I’m still here.
Ten pounds heavier than I was the last time I blogged, a mere two months ago.
That being said, I’m having the single most kickass summer of my entire life. I’ve never been happier. When I look in the mirror, my smile literally radiates. It’s incredible. I feel absolutely amazing and wouldn’t change it for the world.
For the past 2.5 months, I’ve skipped the gym in favor of hanging out with my friends. I’ve passed on salads and ordered fries. I’ve eaten like absolute shit and sat sedentary on my ass for hours at a time. I’ve drunk hundreds of empty alcoholic calories on way too many occassions. And I’ve loved every second of it. Seriously, I’m living the life, and I do not regret a single decision I’ve made this summer. Yes, I’m back up to 175. Yes, my stomach is starting to protrude yet again. But the confidence I worked so hard to achieve this semester is as-of-yet untarnished. I’m having the time of my life with the kickassiest group of human beings I’ve ever encountered, and life is utterly, unabashedly, phenomenal.
But, for some reason, this past week I’ve been in a funk. I’ve sat at home instead of hanging out with friends. I’ve been lying around lazily with no ambition to do much of anything. It’s remniscient of the depression that hung over me in high school. When I get into these moods, I do a lot of self-reflection. In this past week I’ve been trying to pinpoint the vacancy in my life that has emerged of late. I’m doing great at my job, but without schoolwork or personal projects, I’m feeling pretty lame. I’m not really working towards anything. I can’t measure my progress. I’m in productivity limbo.

→ **Exercise set**
A – Copy out the blog post word for word, everything from "I’m still here." down to "for the world.".
B – Pick up the blog post about the writer's summer at its last sentence and keep writing.

→ **Given information**
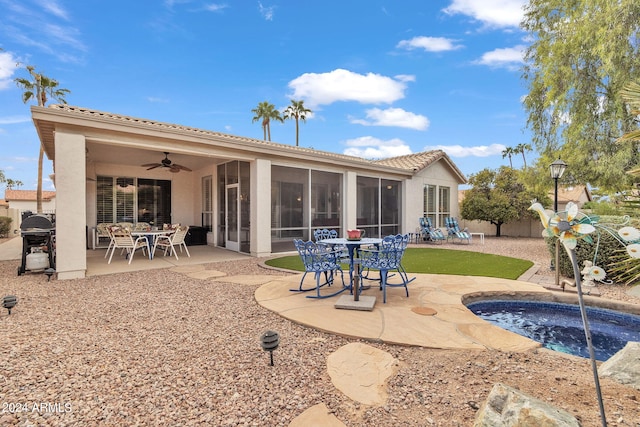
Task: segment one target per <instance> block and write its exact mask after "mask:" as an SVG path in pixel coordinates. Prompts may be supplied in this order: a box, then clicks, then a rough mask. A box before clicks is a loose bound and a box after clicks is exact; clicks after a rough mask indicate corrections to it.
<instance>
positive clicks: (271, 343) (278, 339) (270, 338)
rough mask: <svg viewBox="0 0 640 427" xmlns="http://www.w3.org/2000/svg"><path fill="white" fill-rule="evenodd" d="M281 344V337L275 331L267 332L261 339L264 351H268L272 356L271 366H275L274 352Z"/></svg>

--

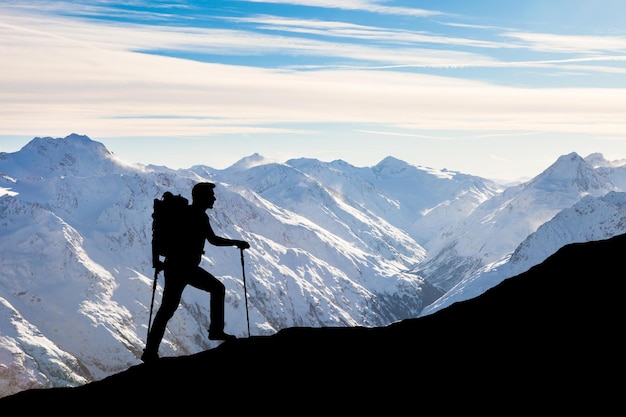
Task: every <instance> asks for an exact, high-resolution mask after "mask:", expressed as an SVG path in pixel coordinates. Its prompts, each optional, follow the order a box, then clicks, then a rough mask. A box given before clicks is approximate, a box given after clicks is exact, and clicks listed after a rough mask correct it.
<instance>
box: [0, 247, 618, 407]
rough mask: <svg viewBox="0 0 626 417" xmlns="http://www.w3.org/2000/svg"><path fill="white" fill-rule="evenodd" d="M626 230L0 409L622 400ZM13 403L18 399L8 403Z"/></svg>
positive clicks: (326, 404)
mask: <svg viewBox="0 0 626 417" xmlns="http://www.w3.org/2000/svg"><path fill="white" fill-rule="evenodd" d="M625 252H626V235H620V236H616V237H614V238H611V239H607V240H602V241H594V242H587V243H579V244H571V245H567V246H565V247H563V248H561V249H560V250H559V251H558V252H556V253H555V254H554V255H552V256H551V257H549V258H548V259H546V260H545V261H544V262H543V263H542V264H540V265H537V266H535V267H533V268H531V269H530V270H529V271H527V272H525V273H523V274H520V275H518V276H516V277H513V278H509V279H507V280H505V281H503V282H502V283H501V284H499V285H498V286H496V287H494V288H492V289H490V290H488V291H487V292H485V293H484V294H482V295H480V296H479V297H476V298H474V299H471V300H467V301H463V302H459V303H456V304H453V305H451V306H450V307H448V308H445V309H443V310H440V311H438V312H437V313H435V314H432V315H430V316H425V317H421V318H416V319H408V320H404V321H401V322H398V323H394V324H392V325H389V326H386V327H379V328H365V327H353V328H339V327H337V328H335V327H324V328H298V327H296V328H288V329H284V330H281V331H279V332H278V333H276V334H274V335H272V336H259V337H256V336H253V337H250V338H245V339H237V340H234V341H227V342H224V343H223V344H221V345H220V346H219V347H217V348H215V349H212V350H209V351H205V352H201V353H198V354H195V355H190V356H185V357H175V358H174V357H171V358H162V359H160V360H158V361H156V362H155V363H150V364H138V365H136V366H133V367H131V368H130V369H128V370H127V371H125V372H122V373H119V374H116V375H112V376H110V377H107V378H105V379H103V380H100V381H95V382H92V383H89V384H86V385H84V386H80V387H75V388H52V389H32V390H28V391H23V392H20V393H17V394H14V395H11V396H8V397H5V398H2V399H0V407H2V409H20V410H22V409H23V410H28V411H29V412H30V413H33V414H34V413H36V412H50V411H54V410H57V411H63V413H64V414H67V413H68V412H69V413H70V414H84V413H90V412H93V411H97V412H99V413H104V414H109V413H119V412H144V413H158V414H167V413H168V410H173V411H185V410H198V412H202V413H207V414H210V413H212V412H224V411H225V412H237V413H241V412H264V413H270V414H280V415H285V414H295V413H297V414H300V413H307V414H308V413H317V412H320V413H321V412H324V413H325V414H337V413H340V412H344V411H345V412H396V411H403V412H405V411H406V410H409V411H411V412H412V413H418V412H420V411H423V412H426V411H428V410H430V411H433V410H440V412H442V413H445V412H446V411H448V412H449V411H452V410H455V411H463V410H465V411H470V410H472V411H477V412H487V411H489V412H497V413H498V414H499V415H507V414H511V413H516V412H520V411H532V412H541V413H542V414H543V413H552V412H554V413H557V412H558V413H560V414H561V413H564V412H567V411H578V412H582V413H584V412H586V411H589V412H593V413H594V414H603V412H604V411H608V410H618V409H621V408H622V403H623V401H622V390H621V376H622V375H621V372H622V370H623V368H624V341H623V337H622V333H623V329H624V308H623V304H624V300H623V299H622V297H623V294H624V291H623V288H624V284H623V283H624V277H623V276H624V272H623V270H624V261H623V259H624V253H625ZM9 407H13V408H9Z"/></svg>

==

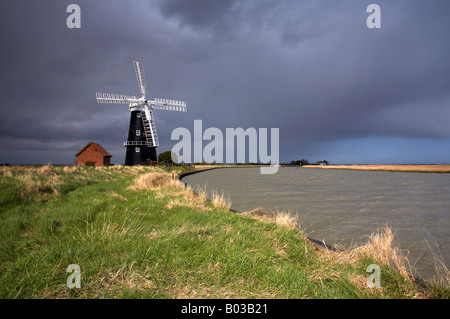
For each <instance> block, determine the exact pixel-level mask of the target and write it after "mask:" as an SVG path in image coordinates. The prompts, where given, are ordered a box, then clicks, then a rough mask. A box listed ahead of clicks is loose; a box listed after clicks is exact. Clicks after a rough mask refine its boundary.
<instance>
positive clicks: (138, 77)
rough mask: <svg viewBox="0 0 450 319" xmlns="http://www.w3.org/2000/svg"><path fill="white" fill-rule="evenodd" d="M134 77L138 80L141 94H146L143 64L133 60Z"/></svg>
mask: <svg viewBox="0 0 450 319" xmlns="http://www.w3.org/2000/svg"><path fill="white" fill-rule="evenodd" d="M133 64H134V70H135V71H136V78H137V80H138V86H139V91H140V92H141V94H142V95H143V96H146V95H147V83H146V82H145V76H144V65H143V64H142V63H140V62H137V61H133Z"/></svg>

→ **Answer section**
A –
I’m still here.
Ten pounds heavier than I was the last time I blogged, a mere two months ago.
That being said, I’m having the single most kickass summer of my entire life. I’ve never been happier. When I look in the mirror, my smile literally radiates. It’s incredible. I feel absolutely amazing and wouldn’t change it for the world.

B –
It hit me today while I downed my second slice of pizza drizzled with ranch dressing (last semester’s version of myself is cringing, too). I need to regain control of my diet and exercise. I still want to be thinner. I want to be more confident in a bathing suit. I want to be healthy and in shape again.
SO, it starts today. I’m unearthing my tumblr because, as much as I hate to admit it, it keeps me accountable. There were so many instances last semester where I’d pass on a slice of cake because I felt as if I’d be letting my meager number of followers down. I’m not sure why, but I feel obligated to succeed when people are aware of my efforts. I hate failure, but when weightloss was my own secret, I was only letting myself down. I love tumblr’s fitspo community because we can encourage each other and keep each other in-check. For me, it’s a support system with no risk of embarassment, but a plethora of encouragement.
I’m passing up a movie date with my friends to go to the gym (is it weird that I actually miss the elliptical?) & later tonight, I’ll act as the DD and pass up any calories I’d usually consume in alcohol. Summer’s been flawless, but there’s no reason that I can’t maintain this level of happiness while still losing weight.
I’m BACK & better than ever!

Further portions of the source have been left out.